### EXERCISE:
Quote the lines below exactly, from the one that holds "Where can the upright tan" through the final line of the records, and only those.

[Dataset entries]
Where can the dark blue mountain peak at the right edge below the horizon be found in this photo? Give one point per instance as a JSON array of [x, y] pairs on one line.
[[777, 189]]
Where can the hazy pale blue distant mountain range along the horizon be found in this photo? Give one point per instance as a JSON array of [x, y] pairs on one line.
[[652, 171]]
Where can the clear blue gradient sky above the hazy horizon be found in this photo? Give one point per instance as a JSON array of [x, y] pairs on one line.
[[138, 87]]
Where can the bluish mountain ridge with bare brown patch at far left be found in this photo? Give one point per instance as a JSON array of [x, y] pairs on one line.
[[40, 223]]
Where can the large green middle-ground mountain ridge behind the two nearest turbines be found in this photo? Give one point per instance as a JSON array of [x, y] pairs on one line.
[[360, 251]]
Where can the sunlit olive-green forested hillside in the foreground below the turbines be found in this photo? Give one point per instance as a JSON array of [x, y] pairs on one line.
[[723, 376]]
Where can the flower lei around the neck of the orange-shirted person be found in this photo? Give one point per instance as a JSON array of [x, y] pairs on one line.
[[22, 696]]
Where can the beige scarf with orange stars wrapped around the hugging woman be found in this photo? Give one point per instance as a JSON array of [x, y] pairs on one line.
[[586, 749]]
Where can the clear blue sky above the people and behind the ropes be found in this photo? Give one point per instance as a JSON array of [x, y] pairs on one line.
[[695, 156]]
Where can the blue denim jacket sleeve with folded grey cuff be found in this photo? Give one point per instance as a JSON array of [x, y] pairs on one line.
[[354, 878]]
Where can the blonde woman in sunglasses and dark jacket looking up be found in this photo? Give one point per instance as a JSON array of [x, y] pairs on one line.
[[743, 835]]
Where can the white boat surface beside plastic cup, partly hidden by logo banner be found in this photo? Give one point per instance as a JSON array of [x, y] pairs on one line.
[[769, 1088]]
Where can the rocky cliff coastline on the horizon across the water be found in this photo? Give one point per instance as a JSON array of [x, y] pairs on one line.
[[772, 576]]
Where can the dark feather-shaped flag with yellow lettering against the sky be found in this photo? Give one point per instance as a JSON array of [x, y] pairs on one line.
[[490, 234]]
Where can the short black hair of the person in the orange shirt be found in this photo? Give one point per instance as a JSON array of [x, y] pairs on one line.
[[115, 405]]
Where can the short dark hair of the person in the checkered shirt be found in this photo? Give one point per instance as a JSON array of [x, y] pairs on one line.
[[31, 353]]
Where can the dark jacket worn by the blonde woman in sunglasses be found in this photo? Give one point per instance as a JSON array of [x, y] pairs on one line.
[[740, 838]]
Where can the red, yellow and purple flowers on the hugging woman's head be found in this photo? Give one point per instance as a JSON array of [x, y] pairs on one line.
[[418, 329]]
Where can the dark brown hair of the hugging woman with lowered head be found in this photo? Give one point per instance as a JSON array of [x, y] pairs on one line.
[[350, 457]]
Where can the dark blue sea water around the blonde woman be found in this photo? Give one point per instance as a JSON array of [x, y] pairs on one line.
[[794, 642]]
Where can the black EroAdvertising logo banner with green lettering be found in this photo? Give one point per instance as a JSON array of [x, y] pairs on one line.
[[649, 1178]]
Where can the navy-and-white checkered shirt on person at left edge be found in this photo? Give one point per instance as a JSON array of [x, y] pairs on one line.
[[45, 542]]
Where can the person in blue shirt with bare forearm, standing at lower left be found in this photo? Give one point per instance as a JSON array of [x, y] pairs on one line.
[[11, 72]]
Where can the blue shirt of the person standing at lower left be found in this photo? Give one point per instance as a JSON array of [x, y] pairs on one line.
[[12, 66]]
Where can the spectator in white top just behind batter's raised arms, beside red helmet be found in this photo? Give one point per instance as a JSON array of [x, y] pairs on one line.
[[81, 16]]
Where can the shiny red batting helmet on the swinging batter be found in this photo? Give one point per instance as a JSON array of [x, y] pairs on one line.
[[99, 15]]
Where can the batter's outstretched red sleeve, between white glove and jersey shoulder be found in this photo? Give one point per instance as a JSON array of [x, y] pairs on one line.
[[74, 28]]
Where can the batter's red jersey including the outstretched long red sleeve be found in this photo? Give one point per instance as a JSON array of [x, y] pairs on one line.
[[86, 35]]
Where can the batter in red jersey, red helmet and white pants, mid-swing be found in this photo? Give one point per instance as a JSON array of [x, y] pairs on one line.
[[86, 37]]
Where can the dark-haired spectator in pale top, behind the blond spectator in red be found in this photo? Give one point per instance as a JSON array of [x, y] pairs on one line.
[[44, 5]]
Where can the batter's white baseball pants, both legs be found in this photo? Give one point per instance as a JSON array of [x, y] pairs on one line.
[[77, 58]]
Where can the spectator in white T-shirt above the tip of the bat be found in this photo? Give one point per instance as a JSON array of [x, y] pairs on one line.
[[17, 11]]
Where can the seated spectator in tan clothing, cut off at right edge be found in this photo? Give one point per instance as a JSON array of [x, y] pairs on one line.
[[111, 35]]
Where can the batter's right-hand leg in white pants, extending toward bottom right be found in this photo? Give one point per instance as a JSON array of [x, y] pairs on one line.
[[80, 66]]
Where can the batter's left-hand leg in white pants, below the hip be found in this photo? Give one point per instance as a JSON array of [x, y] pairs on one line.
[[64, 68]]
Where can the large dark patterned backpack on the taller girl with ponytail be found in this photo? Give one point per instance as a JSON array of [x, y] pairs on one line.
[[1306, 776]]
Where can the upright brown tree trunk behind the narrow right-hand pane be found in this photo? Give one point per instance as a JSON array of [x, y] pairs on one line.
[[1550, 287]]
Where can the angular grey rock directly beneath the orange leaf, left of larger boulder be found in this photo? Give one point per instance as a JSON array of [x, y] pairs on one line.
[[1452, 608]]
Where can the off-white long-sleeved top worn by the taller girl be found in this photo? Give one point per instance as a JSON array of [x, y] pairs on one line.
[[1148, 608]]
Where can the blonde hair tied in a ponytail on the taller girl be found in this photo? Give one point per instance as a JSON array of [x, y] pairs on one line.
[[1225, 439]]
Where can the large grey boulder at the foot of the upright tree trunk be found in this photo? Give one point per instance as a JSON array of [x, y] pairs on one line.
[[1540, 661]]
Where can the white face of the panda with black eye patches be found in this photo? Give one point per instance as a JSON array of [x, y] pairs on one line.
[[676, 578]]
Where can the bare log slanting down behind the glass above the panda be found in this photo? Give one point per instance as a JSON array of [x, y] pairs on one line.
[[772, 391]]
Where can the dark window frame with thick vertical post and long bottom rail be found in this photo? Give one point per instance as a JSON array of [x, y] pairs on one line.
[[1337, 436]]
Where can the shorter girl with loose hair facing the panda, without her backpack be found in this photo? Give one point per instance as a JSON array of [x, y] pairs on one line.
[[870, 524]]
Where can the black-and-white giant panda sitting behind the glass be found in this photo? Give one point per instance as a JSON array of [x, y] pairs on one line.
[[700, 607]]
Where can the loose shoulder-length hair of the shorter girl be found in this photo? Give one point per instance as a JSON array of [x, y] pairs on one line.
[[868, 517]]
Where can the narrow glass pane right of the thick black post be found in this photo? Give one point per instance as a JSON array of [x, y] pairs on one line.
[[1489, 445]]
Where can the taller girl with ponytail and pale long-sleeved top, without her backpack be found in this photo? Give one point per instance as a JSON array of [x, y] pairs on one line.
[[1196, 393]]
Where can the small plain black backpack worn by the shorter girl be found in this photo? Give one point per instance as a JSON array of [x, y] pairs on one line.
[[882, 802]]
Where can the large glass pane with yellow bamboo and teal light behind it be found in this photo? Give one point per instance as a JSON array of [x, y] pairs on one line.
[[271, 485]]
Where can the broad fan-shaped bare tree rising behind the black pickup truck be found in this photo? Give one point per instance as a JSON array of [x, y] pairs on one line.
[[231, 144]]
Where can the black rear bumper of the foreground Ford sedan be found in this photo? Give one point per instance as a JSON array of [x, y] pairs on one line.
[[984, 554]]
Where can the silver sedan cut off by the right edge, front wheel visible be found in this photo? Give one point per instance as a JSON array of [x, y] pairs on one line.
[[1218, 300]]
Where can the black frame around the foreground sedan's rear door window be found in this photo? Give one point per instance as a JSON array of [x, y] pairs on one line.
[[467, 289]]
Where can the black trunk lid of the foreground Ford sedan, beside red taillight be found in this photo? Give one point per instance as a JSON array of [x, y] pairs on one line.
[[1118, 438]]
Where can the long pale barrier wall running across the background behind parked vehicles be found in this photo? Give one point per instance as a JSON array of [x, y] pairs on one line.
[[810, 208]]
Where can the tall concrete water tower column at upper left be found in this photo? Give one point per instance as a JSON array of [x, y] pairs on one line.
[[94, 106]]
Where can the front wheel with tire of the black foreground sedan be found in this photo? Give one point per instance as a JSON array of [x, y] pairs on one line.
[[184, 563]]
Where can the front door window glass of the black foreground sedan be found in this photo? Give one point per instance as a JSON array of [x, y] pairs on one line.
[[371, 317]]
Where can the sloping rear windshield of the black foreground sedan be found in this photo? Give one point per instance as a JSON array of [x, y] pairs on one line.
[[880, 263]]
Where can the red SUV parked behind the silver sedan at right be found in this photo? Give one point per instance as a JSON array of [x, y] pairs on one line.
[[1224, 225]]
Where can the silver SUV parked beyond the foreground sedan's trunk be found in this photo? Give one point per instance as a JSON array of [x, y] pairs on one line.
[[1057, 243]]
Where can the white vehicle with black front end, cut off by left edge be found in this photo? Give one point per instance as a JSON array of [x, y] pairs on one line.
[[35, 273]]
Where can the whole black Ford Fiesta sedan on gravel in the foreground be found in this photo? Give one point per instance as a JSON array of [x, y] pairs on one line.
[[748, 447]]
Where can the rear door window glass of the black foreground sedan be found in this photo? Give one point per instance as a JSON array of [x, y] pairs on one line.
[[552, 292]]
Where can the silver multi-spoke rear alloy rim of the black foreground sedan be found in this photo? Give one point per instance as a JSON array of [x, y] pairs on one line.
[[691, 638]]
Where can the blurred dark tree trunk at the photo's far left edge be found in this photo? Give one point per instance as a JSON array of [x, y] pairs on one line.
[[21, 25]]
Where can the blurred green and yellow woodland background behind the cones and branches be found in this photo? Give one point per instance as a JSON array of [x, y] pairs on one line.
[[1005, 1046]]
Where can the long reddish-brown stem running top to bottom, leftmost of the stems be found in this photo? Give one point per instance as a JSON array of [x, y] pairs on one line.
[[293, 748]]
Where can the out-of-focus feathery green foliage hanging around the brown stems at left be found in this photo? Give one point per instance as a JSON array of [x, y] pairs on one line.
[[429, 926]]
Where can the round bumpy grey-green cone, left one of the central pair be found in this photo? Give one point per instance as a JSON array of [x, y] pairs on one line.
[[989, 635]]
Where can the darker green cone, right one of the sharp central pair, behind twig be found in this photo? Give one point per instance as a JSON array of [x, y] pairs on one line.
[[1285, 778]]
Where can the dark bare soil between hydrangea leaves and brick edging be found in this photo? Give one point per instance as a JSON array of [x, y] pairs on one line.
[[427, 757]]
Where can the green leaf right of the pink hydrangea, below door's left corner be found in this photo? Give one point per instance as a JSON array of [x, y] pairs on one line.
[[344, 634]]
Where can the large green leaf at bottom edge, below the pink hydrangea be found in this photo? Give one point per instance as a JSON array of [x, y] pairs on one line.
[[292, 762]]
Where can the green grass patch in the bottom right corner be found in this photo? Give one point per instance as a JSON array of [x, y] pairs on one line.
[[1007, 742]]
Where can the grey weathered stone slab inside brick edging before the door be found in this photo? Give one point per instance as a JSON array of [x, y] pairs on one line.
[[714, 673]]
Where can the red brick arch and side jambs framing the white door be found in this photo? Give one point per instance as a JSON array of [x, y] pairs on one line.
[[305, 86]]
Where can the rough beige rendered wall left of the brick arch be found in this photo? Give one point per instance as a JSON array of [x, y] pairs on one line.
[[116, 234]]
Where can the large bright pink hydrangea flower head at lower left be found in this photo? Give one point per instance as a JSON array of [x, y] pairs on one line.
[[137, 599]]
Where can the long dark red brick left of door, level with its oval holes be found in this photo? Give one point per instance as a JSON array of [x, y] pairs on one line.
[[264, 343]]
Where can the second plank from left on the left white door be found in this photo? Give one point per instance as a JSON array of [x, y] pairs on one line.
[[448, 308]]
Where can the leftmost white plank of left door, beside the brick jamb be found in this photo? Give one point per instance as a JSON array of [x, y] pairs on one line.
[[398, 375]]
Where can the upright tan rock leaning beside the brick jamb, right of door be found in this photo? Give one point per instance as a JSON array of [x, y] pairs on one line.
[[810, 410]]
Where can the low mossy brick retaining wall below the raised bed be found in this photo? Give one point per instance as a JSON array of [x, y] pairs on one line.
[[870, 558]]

### ANSWER SECTION:
Where can the upright tan rock leaning beside the brick jamb, right of door be found in this photo? Give one point per instance as a JSON array of [x, y] pairs on one line.
[[810, 410]]
Where can the low mossy brick retaining wall below the raised bed be found in this photo? Give one point per instance as a JSON array of [x, y] pairs on one line.
[[870, 558]]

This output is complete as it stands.